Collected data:
━━━

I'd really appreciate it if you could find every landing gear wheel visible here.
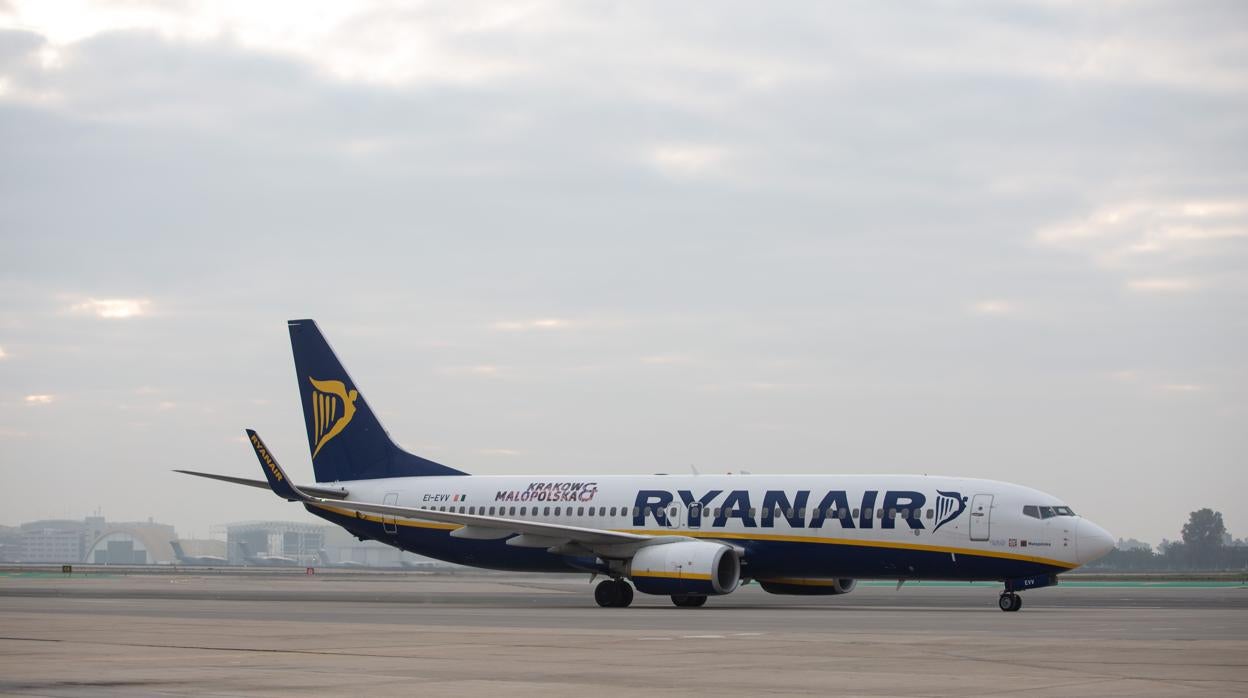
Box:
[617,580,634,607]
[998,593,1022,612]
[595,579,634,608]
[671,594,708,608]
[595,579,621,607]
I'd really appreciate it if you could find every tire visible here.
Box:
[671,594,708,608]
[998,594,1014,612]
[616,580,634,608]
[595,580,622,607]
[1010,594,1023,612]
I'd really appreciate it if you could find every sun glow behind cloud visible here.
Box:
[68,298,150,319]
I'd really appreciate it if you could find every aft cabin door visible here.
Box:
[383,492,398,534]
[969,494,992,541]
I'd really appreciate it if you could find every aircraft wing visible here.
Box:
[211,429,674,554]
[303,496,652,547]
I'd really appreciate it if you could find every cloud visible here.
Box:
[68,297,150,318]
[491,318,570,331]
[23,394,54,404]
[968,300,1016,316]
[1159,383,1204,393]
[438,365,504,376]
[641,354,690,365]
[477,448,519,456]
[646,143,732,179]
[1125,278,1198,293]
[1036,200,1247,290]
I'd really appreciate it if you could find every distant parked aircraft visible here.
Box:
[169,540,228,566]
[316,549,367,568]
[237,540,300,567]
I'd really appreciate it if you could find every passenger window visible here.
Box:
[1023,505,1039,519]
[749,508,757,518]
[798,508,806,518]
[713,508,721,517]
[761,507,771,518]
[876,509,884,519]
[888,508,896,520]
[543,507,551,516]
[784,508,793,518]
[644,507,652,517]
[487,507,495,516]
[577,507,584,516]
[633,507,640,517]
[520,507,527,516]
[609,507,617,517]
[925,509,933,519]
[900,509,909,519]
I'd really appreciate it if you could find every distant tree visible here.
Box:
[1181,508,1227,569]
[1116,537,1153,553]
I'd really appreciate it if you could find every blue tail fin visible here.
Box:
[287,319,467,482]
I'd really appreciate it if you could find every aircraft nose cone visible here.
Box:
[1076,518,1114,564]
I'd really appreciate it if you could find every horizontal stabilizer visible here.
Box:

━━━

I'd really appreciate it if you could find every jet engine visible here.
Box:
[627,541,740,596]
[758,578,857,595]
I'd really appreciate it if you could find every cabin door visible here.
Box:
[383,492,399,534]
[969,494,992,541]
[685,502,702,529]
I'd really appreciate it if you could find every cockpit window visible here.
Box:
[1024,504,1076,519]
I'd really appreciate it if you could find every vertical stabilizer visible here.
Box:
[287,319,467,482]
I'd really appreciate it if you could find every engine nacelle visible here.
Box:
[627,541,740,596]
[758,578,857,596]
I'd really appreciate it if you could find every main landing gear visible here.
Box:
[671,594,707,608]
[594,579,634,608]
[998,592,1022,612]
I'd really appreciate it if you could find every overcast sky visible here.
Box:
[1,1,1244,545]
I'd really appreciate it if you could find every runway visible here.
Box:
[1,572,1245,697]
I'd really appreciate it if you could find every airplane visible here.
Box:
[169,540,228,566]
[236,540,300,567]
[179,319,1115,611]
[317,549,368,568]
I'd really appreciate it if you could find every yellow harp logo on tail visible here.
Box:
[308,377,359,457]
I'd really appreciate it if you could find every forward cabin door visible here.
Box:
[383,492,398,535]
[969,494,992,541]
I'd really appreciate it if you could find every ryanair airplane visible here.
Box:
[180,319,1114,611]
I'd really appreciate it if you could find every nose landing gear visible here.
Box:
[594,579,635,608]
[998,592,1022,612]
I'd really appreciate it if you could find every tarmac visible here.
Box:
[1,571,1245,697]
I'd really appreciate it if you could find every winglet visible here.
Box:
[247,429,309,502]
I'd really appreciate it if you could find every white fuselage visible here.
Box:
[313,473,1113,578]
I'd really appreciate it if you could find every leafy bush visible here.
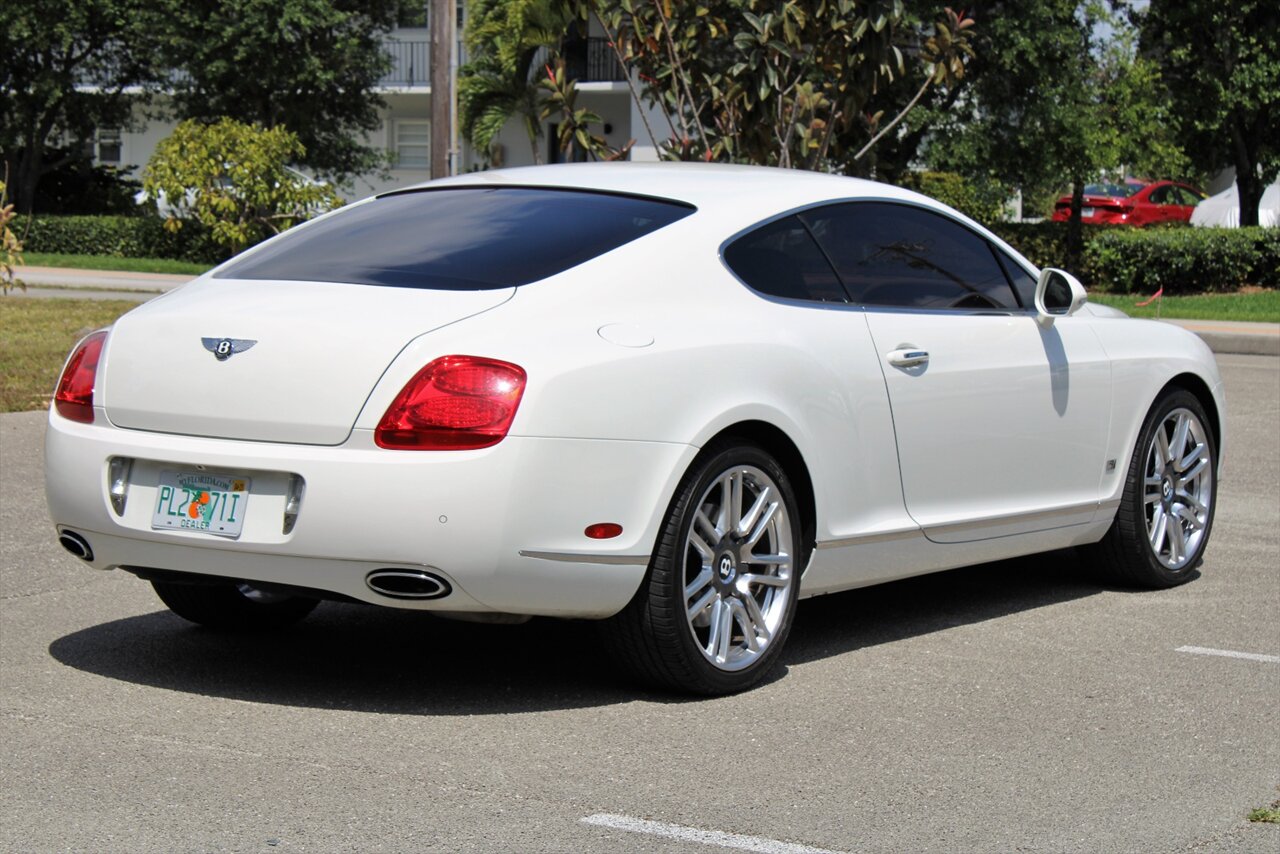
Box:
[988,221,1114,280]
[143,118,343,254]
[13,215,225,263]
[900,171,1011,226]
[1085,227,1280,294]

━━━

Each line with the word "nose" in the records above belongs in the result; copy all of them.

[The completed task]
I'd really appreciate it if you could find every aircraft nose cone visible here.
I'd really appreciate it if you could find every nose landing gear visible here.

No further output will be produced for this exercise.